OBJECTIVE
Rewrite the lines below so that every "sandstone brick" becomes "limestone block", keeping everything else the same.

RECORD LIST
* * * * * * *
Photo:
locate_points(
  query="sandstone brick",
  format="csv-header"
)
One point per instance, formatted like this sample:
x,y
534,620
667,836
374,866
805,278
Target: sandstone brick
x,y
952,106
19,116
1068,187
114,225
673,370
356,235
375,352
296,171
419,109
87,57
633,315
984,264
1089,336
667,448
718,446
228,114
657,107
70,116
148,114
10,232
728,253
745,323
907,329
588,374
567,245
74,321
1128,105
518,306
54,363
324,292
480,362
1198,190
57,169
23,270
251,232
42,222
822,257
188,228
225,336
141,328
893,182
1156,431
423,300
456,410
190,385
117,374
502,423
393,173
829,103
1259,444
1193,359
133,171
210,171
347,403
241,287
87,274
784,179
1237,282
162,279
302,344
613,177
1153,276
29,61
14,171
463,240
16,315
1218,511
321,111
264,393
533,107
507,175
* * * * * * *
EXPECTED ANSWER
Photo:
locate_points(
  query="limestone block",
  format="csv-header"
)
One point per instance, formatted like this sample:
x,y
534,620
667,836
374,866
805,278
Target: limestone block
x,y
952,106
19,116
1068,187
114,225
673,370
356,235
375,352
296,171
419,109
87,57
633,315
984,264
1089,336
667,448
718,446
228,114
657,107
70,116
148,114
10,232
728,253
745,323
907,329
588,374
567,245
74,321
1128,105
518,306
54,363
324,292
480,362
1198,190
57,169
23,270
251,232
42,222
822,257
188,228
225,336
141,328
893,182
1156,431
423,300
456,410
190,385
117,374
502,423
393,173
829,103
1259,444
1193,359
133,171
210,171
347,403
241,287
87,274
784,179
1237,282
162,279
302,344
613,177
1153,276
29,61
14,171
463,240
16,315
1218,511
321,111
264,393
533,107
507,175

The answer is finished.